--- Extracted text ---
New York City Mayor Eric Adams has targeted “emissions intensive” food consumption for tracking and gradual government-mandated limits, in order to reduce the city’s alleged climate change impacts. Adams’ focus on the food New Yorkers eat is misguided at best and authoritarian and ineffective at worst. In fact, tracking carbon dioxide emissions from food production and consumption is complicated, and ultimately unhelpful, because data show meat and dairy, the likely prime targets for Adams’ food policing policies, contribute very little to global emissions, despite what alarmists assert.
A story in Gothamist, a news site run by New York Public Radio, titled “NYC will target food choices in its battle against climate change,” describes Adams’ crusade against meat and dairy consumption in New York City. The mayor’s office announced a plan to start tracking the carbon footprint that everyday household consumption has, and “a new target for New York City agencies to reduce their food-based emissions[.]”
The “household consumption tracker” will detail all the emissions involved in the production, transportation, and consumption, of common household items, especially food. The mayor’s office claims that, “20% of the city’s greenhouse gas emissions come from food consumed by households,” and “officials said New Yorkers can help the planet by eating more fruits, vegetables, grains, and beans.”
The article also reports that Adams’ plan goes beyond monitoring and restricting food choice at public hospitals, schools, and cafeterias in government buildings, rather “Adams is asking private sector companies to cut their emissions by 25 percent by 2030.” Gothamist doesn’t mention who the “private sector companies” are, but if that includes the city’s hundreds of butchers, steakhouses, pizza places, Michelin star restaurants, and mom and pop diners and delis, for which meat and dairy food items make up the core of their business, or are popular items on their menus, this will sharply curtail their income and likely result in closed businesses and significantly fewer dining choices.
Adams is not the first politician to suggest limiting or changing what people eat to fight climate change. In Australia, for example, schools came under fire for incorporating insect powder in children’s lunches in order to force kids to have “eco-friendly” eating habits. Climate Realism discussed this in “Correct, The Epoch Times, Eating Bugs is Not Necessary or Desirable,” pointing out that while eating bugs is common in some parts of the world, the driving factor is poverty and starvation, not desire. Insects can actually be dangerous to consume, with the consumption of locusts and grasshoppers causing a notable percentage of fatal allergic reactions in China.
Besides the economic and social implications of Adam’s efforts to police food consumption, and the questionable legality and ethics of controlling individual’s food choices, Adams’ police state food monitoring and any regulatory limits that flow from it are unlikely to have any measurable effect on climate change. Evidence presented in Climate Realism, here, for example, suggests that “eating local” does little or nothing to reduce greenhouse gas emissions and may, under some circumstances, increase them. Large farms producing huge quantities of produce, grown efficiently, actually probably have a lower emissions impact than small-scale local farms, even when emissions from transportation are included.
Livestock do not have nearly the emissions impact Adams claims. Research from Prof. Habil Wilhelm Windisch, Ph.D., of the Technical University of Munich, for example, shows that grazing livestock like cows and sheep actually only contribute about 5 percent of greenhouse gas emissions, as opposed to the 20 percent figure claimed by Adams.
--- Exercise data ---
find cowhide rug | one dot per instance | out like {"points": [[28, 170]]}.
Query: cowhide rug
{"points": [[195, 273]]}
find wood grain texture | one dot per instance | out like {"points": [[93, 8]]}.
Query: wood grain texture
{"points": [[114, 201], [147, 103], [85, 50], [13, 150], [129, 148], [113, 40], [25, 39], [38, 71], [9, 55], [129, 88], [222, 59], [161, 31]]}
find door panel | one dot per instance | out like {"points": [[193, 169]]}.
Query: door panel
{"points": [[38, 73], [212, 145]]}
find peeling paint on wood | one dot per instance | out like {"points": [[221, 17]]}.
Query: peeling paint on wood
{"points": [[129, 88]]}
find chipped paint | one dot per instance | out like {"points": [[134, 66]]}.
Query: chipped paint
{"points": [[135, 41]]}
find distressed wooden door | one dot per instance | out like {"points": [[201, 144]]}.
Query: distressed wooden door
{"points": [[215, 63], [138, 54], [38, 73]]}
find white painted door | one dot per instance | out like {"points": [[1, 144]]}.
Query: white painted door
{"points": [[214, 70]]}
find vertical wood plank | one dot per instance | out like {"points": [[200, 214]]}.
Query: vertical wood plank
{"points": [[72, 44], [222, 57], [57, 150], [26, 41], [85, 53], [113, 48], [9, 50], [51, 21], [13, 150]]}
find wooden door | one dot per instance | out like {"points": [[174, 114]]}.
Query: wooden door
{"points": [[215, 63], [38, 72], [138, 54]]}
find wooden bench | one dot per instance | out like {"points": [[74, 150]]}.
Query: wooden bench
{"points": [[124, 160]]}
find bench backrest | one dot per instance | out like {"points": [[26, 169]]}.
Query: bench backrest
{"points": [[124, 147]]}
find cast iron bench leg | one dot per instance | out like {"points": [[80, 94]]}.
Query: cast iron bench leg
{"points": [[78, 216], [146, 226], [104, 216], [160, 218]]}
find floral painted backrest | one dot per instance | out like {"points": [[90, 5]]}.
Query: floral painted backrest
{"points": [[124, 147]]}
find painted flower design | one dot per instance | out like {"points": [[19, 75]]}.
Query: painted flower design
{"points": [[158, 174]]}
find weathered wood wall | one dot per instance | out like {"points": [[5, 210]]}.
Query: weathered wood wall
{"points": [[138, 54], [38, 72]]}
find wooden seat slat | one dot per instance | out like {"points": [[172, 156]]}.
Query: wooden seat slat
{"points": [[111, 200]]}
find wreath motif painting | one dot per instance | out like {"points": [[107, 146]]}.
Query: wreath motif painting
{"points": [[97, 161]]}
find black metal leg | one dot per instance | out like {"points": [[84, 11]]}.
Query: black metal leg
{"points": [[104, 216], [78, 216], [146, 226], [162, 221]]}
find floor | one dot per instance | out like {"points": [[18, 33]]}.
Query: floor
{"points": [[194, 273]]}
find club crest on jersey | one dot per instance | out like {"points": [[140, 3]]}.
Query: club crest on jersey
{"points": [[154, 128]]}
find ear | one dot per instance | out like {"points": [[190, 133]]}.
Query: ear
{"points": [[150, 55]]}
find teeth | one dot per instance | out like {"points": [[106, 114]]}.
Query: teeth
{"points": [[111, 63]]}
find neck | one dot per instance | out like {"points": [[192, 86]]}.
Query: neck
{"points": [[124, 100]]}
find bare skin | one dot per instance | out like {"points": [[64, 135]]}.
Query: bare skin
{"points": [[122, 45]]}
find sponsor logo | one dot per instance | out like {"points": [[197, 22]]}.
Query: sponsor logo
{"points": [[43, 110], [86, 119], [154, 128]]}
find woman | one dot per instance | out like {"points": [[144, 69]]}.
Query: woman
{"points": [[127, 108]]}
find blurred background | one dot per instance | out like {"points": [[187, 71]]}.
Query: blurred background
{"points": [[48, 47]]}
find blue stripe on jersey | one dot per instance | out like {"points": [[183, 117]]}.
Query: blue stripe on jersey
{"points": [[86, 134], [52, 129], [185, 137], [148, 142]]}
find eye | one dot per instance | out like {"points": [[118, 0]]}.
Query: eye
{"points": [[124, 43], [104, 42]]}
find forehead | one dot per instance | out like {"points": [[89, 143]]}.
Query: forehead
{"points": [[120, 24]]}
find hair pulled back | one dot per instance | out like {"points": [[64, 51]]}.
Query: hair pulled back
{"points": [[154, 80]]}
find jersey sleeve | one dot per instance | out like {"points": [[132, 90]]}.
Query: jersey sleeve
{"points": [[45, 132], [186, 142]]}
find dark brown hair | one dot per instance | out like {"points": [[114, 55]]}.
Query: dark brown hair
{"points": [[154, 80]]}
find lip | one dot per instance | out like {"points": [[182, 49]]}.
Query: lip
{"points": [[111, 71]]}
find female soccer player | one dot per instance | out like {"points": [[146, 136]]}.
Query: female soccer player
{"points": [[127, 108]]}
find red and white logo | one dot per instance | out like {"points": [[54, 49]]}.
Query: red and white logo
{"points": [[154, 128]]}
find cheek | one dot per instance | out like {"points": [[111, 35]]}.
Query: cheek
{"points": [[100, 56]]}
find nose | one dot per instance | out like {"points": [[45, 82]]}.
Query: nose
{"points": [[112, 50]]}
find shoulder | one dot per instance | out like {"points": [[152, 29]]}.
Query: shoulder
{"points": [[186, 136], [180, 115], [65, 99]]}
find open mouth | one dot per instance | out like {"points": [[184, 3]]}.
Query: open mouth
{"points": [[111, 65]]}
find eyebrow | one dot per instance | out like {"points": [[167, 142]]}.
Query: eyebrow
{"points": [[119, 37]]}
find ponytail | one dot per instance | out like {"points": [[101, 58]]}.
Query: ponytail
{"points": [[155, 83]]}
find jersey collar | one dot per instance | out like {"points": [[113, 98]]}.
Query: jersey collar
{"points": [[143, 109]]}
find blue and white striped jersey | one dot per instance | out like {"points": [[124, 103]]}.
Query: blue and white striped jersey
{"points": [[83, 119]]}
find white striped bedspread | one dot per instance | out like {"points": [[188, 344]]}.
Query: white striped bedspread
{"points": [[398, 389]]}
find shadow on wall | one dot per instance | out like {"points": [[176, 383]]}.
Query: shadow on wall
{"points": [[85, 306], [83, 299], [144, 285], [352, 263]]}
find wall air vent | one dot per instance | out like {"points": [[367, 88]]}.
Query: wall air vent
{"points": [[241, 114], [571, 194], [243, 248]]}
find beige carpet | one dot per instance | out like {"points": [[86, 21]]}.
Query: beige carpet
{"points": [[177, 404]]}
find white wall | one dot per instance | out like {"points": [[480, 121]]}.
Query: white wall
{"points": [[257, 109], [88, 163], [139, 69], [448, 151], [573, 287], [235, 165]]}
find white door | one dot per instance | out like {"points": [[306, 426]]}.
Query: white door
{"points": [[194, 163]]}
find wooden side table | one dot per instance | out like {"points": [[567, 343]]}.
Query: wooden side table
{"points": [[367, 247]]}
---
--- Exercise data ---
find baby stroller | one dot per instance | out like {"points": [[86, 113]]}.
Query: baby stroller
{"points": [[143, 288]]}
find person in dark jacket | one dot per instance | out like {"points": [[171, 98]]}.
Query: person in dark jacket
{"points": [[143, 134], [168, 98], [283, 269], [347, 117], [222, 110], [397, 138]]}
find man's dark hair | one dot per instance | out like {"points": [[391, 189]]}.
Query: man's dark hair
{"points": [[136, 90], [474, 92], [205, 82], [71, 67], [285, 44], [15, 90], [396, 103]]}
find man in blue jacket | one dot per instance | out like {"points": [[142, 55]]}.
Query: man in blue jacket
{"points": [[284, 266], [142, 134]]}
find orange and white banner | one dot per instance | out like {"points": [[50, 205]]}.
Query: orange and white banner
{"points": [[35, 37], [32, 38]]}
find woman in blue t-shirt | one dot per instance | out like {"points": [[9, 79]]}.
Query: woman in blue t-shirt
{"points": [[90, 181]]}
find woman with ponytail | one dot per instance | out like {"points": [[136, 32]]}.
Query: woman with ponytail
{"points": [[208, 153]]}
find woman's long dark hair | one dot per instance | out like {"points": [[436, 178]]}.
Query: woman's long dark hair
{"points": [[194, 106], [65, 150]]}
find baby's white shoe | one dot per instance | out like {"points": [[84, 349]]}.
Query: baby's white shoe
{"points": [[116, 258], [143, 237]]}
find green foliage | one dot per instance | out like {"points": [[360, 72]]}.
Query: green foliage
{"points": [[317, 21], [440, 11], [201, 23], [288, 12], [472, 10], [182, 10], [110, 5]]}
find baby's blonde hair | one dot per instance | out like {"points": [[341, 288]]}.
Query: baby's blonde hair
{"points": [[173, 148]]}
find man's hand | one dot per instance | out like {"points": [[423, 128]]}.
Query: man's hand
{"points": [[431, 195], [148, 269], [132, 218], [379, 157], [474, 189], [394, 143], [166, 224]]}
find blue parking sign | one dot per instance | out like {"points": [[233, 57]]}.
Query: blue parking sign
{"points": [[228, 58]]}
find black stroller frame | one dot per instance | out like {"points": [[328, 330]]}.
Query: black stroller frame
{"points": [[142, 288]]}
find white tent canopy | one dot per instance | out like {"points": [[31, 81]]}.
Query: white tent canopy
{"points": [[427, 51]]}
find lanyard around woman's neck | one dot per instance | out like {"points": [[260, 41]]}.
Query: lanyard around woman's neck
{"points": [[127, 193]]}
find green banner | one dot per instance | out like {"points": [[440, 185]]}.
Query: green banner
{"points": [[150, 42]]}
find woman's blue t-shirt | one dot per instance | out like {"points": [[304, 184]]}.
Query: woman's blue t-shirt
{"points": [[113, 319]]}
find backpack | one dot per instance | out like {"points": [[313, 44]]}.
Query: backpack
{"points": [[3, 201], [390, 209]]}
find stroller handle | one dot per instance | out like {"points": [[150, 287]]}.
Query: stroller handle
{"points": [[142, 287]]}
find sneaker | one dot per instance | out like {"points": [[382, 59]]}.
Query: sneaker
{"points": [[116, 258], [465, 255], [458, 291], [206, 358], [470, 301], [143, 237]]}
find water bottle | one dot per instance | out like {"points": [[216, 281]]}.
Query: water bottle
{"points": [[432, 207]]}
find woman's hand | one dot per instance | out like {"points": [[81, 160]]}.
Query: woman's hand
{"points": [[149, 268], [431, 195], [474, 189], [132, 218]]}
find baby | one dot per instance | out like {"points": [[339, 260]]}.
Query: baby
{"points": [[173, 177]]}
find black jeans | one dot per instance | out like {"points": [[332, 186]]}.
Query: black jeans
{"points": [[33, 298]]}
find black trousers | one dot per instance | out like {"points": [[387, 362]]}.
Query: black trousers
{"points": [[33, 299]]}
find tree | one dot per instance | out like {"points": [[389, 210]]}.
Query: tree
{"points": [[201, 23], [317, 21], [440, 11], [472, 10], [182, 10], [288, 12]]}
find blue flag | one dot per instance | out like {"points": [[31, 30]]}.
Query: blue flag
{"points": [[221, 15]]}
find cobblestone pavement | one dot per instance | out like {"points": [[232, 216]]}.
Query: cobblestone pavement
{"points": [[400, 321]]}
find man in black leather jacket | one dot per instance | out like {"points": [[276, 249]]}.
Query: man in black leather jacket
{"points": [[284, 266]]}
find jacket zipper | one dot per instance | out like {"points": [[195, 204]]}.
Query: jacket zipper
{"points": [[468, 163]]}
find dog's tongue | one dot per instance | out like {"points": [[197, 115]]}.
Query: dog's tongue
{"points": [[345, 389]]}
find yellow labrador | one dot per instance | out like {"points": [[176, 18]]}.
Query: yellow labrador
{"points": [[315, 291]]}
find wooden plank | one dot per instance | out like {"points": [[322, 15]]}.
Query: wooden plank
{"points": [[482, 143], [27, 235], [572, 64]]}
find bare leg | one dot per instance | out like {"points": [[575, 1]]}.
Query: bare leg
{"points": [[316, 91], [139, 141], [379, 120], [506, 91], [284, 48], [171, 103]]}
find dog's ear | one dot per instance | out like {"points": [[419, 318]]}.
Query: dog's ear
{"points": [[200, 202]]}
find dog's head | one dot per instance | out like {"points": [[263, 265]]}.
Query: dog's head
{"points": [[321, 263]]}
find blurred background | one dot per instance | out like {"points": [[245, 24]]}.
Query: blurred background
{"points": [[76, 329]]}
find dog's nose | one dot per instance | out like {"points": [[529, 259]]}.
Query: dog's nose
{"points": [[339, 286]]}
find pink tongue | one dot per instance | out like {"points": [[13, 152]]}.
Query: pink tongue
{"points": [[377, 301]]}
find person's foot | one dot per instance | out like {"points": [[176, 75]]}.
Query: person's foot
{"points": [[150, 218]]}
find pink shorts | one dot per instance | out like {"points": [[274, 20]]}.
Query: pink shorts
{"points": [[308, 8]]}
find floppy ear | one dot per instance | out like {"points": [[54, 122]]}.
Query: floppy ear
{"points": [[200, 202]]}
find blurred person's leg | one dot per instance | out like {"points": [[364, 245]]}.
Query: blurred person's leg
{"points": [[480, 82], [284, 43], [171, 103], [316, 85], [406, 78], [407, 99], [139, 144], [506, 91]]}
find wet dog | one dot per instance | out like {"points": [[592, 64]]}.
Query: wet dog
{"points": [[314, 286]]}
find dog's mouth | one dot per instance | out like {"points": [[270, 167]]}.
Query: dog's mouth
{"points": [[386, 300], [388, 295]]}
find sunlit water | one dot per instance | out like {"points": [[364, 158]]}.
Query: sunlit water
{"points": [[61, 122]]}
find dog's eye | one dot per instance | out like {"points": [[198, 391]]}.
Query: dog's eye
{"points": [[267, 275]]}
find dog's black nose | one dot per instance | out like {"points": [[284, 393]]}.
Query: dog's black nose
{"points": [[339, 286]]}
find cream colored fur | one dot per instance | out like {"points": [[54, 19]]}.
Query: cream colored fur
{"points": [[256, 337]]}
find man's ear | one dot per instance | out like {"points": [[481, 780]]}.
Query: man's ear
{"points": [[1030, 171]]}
---
Complete the following -
- a) In the article on New York City's food emissions policy, which foods do officials say New Yorkers can eat more of to help the planet?
- b) Restate the passage of the article on New York City's food emissions policy from "Adams is not" up to and including "reactions in China.", swapping "Australia" for "Canada".

Exercise results -
- a) Fruits, vegetables, grains, and beans.

- b)
Adams is not the first politician to suggest limiting or changing what people eat to fight climate change. In Canada, for example, schools came under fire for incorporating insect powder in children’s lunches in order to force kids to have “eco-friendly” eating habits. Climate Realism discussed this in “Correct, The Epoch Times, Eating Bugs is Not Necessary or Desirable,” pointing out that while eating bugs is common in some parts of the world, the driving factor is poverty and starvation, not desire. Insects can actually be dangerous to consume, with the consumption of locusts and grasshoppers causing a notable percentage of fatal allergic reactions in China.